Me vuelve a estrechar la mano, pero esta vez estoy prevenido y respondo con fuerza. Manolo coge su grúa y se marcha entre el entramado de carreteras industriales. El siguiente en despedirse es Francesc.

-          ¿Quieres que te acerque a algún sitio?
-          No hombre, si me recogen en esta misma esquina.-los dos sabemos que miento. Nadie va a recogerme allí. Pero él respeta mi profesionalidad y a cambio yo le otorgo la libertad total. Ahora no debe nada a nadie- Que tengas unas felices vacaciones.
-          Gracias Javier, igualmente.

Camino hacia la esquina donde supuestamente me recogen. Al girar veo, a unos doscientos metros, una parada de autobús. ¿Pasará alguno que me lleve a Barcelona? Detrás de la parada una pareja de latinos discuten sobre su relación en un tono elevado. Escucho honestidad y escucho apoyar y escucho la palabra mentira y ya me figuro la historia que viene detrás. Junto a ellos una señora mayor lucha por no morir de calor. Comparto con los tres una ridícula sombra en la que nos refugiamos. Abro los botones de mi chaqueta y el primero de la camisa. A lo lejos veo el coche de Francesc marcharse en sentido contrario. Por fin ha pasado el peligro y respiro mejor. No había empresa fantasma ni una confabulación mafiosa para robarme mis órganos vitales. Manolo sólo era gruero y no un matón a sueldo, Francesc tenía la intención de alquilar un coche y Cristina era la empleada de una empresa que buscaba con ansias el milagro del fin de semana. Son “la gent normal” pero para mí escondían tras de sí peligros insuperables. El mundo, a veces, te hace estar alerta contra fantasmas que no son más que eso, fantasmas. Amenazas intangibles que en la práctica no existen. Es el precio que hay que pagar por vivir en una sociedad  que desconfía de su propia sombra. El claxon del autobús me despierta del repaso en flashback de lo acontecido. La pareja latina y la señora ya están dentro. 

-          Chico, ¿Vas a subir o no?
-          ¿Pasas por Barcelona?
-          ¡Claro!

Subo. Me pregunto si me dejará cerca del supermercado.

domingo, 19 de agosto de 2012

Crónicas de un azafato en apuros: La entrega. (1/2)

Trabajar puntualmente es querer hacerlo siempre, a cualquier hora y elevando al máximo tus opciones como candidato. Eso se consigue rebajando exigencias y aceptando la realidad tal y como es, una ruina. El desempleado a las puertas de un trabajo no tiene derecho a réplica ni presenta condiciones. Las piensa a posteriori, cuando ya ha cazado el oso, o directamente ni las considera. La mecánica es decir a todo que “sí” y asumir una posición de servidumbre, con lo que pasarás una criba entre el número de opositores. No es cierto que las horas le pasen lentas a un parado, el paro es un cronómetro vertiginoso en su cuenta de ocasiones perdidas, pero el tiempo sigue pasando deprisa, como queriéndote restregar su carácter definitorio. Volviéndote cada vez más parado.

[Entradas mostradas]:
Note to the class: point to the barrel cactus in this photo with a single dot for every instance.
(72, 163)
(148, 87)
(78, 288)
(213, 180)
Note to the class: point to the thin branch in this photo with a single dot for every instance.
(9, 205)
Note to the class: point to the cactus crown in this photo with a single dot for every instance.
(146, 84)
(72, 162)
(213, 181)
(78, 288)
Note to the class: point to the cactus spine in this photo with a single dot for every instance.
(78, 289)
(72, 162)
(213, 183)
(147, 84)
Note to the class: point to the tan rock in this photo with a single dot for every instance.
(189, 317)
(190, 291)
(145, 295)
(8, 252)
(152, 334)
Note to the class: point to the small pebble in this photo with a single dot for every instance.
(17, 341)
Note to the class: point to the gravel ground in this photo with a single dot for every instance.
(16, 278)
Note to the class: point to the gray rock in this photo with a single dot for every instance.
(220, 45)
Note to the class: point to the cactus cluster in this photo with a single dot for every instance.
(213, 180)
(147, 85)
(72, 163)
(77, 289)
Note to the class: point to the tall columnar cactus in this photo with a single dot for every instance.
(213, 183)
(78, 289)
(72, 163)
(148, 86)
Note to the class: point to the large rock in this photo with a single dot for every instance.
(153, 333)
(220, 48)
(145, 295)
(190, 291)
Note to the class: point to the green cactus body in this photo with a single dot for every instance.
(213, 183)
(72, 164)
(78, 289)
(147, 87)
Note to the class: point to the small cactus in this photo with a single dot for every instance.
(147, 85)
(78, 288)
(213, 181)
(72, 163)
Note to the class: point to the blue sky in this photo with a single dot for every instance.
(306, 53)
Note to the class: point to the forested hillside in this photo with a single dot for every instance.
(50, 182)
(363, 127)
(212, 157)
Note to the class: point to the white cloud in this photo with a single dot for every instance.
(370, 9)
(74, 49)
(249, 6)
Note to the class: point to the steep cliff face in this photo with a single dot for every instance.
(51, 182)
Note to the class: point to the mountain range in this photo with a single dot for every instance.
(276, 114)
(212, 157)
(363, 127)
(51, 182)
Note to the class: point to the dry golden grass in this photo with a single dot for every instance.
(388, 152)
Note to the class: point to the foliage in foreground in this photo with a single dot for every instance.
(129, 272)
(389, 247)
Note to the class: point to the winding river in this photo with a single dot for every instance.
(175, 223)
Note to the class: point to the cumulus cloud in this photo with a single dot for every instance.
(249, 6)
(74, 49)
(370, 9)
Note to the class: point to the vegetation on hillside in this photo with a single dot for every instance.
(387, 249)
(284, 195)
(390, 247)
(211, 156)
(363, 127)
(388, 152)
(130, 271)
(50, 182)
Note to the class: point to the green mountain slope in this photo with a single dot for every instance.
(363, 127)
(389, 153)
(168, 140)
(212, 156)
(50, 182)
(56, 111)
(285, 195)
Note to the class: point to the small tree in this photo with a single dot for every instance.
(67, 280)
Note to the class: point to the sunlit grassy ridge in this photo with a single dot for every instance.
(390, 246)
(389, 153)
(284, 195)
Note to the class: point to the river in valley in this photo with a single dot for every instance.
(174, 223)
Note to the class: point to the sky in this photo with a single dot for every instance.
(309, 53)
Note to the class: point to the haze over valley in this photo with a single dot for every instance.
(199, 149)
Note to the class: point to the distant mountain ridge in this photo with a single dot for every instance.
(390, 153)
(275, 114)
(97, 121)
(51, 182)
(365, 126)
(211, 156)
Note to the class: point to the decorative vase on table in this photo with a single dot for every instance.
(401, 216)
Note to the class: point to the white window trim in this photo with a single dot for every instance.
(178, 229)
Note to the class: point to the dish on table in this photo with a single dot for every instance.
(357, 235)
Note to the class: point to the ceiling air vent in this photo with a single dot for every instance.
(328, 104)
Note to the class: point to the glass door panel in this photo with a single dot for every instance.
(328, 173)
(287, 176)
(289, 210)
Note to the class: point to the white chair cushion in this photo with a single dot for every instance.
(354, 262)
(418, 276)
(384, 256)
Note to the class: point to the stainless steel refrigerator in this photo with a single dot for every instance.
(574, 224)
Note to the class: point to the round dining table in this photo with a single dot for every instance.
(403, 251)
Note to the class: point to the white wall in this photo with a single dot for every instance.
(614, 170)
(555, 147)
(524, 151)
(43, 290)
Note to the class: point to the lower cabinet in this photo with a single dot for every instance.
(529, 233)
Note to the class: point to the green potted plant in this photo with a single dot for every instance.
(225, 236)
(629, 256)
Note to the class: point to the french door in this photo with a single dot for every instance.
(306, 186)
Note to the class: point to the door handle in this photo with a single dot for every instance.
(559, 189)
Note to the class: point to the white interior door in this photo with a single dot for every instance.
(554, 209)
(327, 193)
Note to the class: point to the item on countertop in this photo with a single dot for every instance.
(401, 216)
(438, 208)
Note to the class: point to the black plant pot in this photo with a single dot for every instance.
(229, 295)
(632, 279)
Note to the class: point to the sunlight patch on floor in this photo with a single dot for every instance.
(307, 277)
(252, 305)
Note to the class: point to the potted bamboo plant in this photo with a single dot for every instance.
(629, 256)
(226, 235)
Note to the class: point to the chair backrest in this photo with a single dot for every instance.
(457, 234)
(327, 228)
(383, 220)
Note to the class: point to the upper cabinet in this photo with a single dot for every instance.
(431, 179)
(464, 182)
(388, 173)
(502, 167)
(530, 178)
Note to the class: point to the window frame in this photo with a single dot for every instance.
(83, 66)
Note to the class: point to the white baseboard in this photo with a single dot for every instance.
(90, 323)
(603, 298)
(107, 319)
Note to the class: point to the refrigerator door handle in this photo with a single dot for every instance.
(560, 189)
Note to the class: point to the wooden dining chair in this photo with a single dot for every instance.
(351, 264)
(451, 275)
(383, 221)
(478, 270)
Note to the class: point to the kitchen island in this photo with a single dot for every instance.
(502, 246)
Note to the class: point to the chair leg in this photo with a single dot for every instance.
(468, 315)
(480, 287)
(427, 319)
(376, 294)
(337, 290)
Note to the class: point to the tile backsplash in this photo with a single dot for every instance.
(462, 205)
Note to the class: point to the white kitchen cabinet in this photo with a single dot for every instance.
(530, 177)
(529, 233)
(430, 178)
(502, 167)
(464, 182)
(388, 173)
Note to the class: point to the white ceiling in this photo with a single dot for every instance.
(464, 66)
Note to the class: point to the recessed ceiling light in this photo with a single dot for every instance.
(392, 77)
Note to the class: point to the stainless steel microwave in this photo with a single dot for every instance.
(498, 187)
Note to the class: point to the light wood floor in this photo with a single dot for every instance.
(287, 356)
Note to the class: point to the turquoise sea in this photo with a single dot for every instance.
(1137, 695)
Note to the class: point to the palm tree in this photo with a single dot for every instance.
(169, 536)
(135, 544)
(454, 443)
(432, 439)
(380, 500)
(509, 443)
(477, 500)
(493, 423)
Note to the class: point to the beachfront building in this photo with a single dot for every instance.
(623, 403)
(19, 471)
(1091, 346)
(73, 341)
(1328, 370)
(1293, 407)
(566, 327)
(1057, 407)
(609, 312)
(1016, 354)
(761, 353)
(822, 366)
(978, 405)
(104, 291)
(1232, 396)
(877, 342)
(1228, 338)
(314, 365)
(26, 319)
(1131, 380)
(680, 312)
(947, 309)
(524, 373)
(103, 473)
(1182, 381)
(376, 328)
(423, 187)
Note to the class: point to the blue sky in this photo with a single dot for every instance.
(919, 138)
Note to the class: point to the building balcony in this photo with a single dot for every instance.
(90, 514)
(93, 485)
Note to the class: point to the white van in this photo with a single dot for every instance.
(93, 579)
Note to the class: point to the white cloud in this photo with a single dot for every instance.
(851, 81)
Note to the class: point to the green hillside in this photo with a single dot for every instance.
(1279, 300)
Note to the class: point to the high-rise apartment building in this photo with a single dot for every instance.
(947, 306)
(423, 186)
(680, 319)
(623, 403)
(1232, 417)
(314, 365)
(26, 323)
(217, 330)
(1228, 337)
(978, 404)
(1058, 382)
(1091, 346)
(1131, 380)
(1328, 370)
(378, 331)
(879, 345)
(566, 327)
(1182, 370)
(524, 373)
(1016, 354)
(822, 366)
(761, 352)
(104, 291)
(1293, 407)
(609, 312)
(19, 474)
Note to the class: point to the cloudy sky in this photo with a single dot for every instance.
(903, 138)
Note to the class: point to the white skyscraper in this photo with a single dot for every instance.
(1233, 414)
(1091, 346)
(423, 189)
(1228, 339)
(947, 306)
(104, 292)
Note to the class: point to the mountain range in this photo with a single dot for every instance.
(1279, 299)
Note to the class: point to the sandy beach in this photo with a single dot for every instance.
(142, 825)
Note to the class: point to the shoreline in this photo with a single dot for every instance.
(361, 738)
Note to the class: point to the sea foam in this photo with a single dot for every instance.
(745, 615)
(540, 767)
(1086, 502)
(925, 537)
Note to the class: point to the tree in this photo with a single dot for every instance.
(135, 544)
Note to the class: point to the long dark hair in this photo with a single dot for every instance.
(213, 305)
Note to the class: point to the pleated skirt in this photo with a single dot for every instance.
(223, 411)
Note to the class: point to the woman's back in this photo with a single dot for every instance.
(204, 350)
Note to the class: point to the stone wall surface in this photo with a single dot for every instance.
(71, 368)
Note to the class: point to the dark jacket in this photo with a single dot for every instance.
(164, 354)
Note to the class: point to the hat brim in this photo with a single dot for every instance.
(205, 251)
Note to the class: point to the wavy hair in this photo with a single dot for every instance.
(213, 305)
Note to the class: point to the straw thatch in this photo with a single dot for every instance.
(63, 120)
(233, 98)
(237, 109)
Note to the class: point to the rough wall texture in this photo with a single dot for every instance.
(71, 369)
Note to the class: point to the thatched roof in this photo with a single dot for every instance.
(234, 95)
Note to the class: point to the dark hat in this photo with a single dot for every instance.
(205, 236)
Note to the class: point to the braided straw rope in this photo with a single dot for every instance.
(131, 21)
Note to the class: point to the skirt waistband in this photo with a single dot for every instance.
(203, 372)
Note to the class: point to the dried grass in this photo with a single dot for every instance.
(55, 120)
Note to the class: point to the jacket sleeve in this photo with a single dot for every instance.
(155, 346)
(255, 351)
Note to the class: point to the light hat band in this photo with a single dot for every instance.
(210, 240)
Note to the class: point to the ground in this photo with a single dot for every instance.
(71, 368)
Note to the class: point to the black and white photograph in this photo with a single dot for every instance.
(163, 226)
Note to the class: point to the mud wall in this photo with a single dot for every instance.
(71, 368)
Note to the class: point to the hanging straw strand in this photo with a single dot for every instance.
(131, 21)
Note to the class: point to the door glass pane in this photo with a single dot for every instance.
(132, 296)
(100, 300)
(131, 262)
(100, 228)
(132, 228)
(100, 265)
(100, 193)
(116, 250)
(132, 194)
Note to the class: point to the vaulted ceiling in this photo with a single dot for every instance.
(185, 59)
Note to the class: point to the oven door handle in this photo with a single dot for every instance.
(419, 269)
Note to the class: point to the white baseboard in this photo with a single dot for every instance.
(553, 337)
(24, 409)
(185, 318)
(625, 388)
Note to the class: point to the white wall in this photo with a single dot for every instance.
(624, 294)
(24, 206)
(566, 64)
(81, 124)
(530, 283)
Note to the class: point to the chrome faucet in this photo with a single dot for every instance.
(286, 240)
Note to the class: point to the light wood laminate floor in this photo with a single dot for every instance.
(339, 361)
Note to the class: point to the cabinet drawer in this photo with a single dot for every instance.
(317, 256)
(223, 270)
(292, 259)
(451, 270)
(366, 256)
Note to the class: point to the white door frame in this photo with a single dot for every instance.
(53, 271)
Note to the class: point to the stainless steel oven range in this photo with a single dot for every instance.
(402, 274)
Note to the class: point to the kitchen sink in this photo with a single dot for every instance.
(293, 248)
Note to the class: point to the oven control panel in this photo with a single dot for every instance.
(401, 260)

[Enunciado]: Según el pasaje, ¿a qué distancia se ve la parada de autobús al girar la esquina? Responde, por favor, en pocas palabras.

[Resultado]: A unos doscientos metros.